> [Assigned task] Skip the pictures and repeat each line of the data exactly.

*** Begin section ***

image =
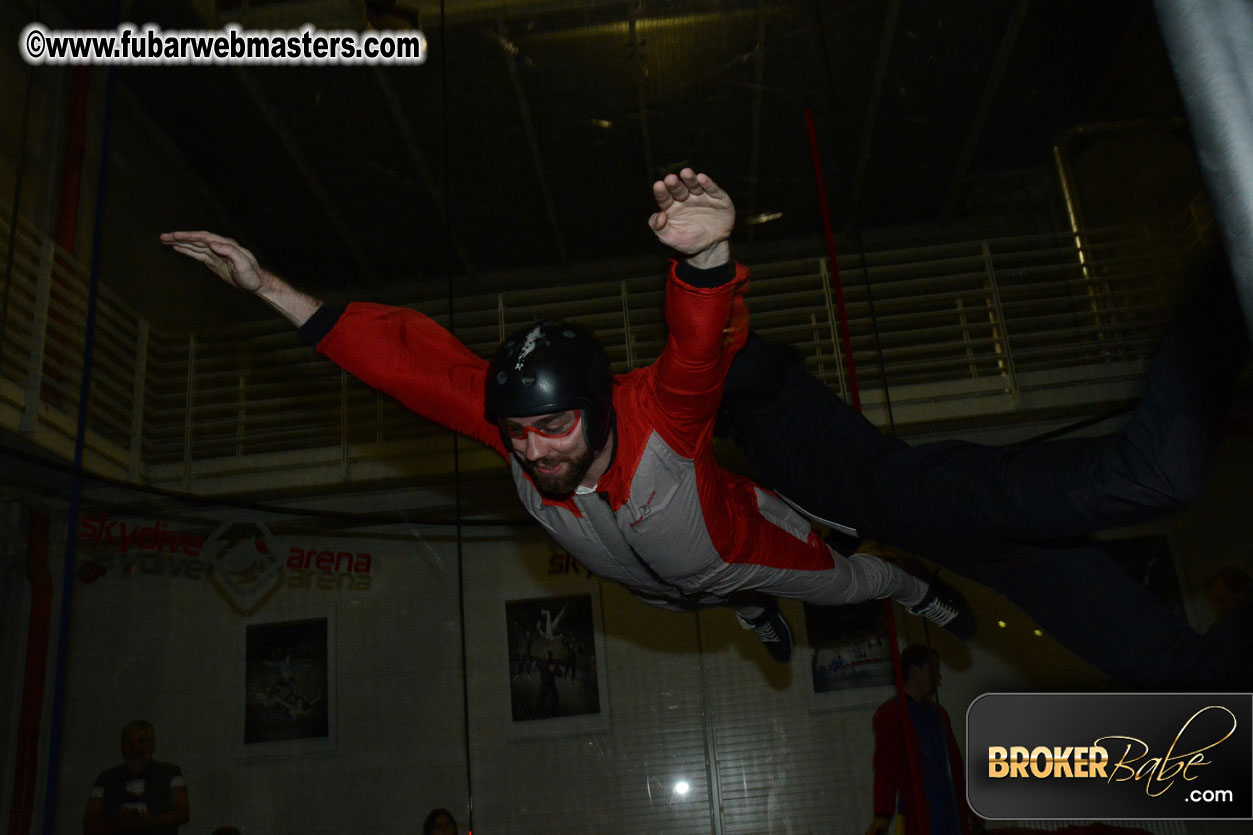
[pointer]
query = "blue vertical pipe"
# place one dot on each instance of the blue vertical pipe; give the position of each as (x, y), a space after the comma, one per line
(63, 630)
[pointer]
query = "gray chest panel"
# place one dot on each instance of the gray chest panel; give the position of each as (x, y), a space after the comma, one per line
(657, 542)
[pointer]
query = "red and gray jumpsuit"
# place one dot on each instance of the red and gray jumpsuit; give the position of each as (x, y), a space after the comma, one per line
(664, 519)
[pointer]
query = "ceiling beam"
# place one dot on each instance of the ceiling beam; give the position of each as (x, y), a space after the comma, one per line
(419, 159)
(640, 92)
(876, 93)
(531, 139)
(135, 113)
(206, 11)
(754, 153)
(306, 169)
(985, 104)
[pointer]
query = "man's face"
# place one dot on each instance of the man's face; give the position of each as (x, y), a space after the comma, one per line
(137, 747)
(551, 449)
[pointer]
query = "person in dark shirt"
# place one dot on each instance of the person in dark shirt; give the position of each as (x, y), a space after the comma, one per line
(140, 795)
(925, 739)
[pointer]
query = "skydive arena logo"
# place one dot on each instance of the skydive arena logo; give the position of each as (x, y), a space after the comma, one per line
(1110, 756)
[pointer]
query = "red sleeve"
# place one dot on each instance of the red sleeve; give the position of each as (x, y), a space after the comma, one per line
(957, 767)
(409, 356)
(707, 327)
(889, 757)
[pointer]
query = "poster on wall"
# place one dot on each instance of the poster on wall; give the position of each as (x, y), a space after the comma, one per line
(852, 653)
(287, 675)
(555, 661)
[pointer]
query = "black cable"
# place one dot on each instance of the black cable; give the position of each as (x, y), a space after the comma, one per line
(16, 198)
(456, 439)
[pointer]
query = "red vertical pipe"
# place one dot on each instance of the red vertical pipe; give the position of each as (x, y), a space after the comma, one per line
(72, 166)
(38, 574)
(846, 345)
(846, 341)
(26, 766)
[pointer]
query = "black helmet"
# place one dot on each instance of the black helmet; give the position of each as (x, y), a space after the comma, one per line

*** End section ***

> [Exercise result]
image =
[pointer]
query = "blue vertical pipe"
# place one dot on each instance of the blue vertical pipe; give the position of each as (x, y), a space after the comma, one per line
(63, 630)
[pointer]
query = "gray chest panel"
# place one dot on each instance of the gray chest panel; give the position of each as (x, y), a space after the comma, one per line
(657, 542)
[pointer]
query = "red and gray jumpsuit"
# place one dot on each instance of the red and gray jumpsuit; give the position of each as (x, y), a space after the comma, one per line
(664, 519)
[pointer]
query = "ceiling beam"
# place one dot on each instance of the ceiling beam; give the position of each as (x, y), a space after the comma, one per line
(419, 159)
(640, 92)
(876, 93)
(531, 139)
(135, 113)
(206, 11)
(754, 153)
(306, 169)
(985, 104)
[pointer]
query = "man's face"
# place one dot on each instance of the man's face; give the position of each as (x, y), a space after the comma, one per line
(137, 747)
(551, 449)
[pointer]
query = "person in dark shirt"
# place one dot on each instance of the person in dark shirt; give the position of each as (x, y), a space after the comma, one per line
(140, 795)
(925, 739)
[pointer]
query = "skydive arena logo"
# place one dot on each instance of the skydive arena logo; give the position of each as (x, y), a space after the comma, one per line
(1110, 756)
[pointer]
query = "red sleeve"
# place one dot on each instance of the red sleeve; give the position of each as (x, y), a space after the comma, one per line
(957, 767)
(409, 356)
(707, 327)
(889, 757)
[pointer]
query = "poster on wall"
# place one dot on each instance of the poster on wall; give the position of each as (x, y), a space after the comma, one per line
(852, 653)
(287, 675)
(555, 661)
[pointer]
query = "black cable"
# place one dot on each instance of the black cable; give the position of each as (x, y), a space after the comma, one per line
(16, 198)
(456, 439)
[pointer]
query = "red vertical pipe"
# place one dot on each instance of the red vertical pipe; give the position of each as (x, y), a space after the comma, one per line
(72, 166)
(38, 574)
(846, 345)
(846, 341)
(26, 766)
[pointer]
query = "black helmet"
# place one dot on each instance of the black helmet; give the position of each as (x, y), a space after the comma, one per line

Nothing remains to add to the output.